Return every line below that contains the word "green", copying each one in full.
------------------------
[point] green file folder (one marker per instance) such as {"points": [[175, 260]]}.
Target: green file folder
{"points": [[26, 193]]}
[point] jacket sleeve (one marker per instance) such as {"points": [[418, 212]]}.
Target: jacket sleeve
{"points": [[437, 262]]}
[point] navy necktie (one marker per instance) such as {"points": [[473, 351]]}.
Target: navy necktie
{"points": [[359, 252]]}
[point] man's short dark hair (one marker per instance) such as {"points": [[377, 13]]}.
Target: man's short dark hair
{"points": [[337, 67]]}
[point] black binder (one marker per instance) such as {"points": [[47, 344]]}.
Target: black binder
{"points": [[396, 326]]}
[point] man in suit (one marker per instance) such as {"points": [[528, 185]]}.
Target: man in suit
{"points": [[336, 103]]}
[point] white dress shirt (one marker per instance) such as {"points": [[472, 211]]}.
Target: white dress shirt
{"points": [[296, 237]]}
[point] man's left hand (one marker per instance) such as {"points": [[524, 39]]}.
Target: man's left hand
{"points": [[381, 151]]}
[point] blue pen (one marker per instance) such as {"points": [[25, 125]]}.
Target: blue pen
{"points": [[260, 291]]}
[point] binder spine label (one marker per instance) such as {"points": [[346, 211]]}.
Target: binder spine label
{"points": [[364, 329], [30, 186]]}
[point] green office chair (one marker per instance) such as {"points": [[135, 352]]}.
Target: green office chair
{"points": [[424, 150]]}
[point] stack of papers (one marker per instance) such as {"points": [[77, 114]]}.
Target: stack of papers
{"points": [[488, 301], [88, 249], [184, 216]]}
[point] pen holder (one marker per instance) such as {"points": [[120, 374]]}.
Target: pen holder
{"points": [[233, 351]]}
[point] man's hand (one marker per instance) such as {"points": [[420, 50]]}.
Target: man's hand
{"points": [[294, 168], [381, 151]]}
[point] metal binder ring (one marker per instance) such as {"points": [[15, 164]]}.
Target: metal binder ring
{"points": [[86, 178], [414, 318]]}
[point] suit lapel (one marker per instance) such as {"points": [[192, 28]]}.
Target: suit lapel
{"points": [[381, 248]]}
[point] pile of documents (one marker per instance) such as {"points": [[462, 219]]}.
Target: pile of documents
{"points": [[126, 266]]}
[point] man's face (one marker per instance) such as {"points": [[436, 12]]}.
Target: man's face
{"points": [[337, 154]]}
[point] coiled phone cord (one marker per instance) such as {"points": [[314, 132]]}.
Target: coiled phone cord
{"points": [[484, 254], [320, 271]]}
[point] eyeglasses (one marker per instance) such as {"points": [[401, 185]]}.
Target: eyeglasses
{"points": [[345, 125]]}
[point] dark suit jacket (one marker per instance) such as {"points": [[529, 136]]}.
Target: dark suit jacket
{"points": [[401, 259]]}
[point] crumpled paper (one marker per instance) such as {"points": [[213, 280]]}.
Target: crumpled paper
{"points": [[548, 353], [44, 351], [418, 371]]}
------------------------
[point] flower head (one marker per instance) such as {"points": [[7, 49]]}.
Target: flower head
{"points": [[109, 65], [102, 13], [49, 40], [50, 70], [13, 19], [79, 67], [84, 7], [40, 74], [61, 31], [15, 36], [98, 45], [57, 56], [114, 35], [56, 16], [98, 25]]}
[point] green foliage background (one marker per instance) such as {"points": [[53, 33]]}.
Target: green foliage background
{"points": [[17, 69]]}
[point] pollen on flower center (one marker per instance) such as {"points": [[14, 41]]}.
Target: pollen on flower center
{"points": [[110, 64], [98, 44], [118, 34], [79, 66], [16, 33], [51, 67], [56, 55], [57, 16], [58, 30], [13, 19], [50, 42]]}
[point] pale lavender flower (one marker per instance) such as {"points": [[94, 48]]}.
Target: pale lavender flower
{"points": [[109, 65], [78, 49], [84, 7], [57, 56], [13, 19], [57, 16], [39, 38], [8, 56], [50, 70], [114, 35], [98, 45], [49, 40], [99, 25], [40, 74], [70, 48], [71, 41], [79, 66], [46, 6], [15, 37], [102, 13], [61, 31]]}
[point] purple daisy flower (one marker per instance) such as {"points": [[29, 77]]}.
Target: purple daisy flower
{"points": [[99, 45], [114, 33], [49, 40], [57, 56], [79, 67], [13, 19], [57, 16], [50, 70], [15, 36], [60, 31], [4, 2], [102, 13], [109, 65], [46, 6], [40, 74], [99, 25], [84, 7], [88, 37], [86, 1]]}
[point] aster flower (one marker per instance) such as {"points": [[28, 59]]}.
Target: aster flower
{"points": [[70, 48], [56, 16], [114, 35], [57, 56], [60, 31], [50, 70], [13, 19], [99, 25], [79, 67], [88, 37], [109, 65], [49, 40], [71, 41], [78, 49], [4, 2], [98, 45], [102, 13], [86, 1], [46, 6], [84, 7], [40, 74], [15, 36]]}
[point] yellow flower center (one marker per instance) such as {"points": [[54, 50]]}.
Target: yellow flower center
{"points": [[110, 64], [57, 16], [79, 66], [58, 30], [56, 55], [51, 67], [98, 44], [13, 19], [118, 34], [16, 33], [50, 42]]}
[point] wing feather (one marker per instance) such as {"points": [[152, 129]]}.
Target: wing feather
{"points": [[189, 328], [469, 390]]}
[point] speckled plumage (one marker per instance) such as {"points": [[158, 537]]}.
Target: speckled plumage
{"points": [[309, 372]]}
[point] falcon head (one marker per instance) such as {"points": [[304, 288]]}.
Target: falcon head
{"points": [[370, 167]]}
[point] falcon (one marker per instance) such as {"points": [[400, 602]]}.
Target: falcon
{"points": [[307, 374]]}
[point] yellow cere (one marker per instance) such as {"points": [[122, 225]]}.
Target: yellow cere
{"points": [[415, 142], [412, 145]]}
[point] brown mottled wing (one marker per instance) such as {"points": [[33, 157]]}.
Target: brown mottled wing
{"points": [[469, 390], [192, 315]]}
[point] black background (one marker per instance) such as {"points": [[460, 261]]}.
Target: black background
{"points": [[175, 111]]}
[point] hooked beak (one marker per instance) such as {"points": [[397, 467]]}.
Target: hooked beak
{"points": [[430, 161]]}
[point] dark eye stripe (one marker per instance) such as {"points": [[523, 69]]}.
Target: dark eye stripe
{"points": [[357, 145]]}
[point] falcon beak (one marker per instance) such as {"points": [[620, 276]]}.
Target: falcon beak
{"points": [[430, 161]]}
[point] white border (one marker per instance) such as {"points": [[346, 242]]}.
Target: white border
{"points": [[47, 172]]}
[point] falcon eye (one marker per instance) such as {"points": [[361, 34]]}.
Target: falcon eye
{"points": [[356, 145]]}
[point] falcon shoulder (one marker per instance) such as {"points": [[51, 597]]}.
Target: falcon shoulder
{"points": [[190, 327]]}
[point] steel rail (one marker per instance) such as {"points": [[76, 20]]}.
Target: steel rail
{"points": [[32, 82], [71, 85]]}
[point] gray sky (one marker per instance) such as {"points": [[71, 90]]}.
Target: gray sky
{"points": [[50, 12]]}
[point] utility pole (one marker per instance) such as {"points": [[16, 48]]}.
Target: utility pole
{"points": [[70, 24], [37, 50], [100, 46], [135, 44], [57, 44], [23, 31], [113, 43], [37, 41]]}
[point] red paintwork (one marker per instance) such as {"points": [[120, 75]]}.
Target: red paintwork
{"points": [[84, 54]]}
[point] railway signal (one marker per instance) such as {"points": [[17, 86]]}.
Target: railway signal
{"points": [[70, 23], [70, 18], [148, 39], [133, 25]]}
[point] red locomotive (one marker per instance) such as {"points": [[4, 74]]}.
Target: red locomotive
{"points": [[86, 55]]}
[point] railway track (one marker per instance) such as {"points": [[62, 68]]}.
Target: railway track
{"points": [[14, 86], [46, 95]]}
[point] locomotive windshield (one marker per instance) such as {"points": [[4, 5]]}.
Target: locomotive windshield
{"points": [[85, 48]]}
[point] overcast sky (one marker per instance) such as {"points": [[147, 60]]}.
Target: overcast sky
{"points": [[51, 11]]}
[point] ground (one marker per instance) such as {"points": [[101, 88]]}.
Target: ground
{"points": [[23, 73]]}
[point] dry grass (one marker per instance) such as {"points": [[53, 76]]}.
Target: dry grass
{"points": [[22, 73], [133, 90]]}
------------------------
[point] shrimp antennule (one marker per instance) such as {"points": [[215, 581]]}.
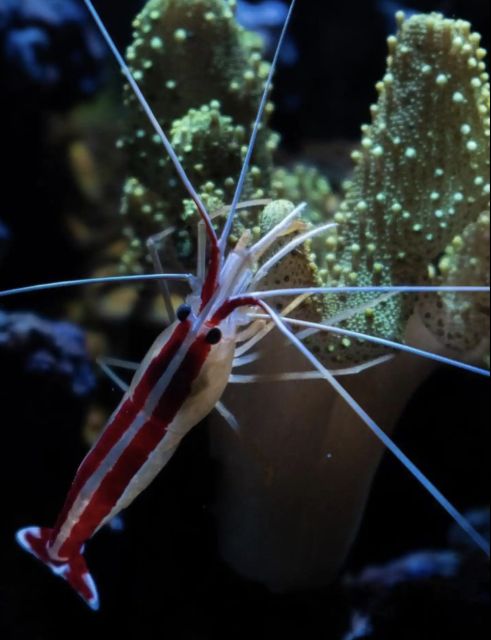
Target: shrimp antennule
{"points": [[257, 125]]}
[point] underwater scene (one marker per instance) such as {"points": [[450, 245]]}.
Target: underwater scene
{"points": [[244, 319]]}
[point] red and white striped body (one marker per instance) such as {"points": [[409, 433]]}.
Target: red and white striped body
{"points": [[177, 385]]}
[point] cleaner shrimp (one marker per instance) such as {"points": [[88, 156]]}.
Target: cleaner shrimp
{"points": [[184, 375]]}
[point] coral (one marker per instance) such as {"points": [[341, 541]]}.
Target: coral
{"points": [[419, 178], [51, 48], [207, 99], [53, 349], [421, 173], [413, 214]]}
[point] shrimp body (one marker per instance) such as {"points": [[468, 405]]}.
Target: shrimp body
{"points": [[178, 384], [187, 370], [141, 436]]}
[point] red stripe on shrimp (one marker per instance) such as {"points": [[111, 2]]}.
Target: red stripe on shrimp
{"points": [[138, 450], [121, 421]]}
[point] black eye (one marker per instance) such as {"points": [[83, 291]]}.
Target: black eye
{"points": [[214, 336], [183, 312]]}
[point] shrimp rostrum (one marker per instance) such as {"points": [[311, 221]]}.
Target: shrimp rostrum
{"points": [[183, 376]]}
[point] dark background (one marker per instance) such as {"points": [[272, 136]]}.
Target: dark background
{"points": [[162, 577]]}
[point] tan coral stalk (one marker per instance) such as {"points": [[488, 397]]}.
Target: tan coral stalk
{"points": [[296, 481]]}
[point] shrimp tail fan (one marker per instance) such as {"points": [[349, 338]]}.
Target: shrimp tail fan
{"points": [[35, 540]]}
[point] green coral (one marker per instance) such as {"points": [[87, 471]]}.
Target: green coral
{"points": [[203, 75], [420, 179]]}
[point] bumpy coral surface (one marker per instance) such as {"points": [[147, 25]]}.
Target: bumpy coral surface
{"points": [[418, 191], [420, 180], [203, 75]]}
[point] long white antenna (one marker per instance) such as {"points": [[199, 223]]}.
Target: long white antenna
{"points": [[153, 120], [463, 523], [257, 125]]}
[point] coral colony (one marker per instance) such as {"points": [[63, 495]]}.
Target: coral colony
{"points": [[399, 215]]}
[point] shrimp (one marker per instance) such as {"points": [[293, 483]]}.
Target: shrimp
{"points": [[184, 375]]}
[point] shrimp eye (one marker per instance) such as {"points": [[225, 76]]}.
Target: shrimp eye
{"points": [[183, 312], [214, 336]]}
------------------------
WRITTEN ANSWER:
[point] green file folder (one marker per instance) such as {"points": [[175, 260]]}.
Target: green file folder
[point] green office chair (one marker per instance) such as {"points": [[135, 352]]}.
Target: green office chair
[point] green foliage background (one marker per instance) such as {"points": [[53, 33]]}.
Target: green foliage background
[point] green coral (one marker per instance) such as {"points": [[87, 471]]}.
Target: green coral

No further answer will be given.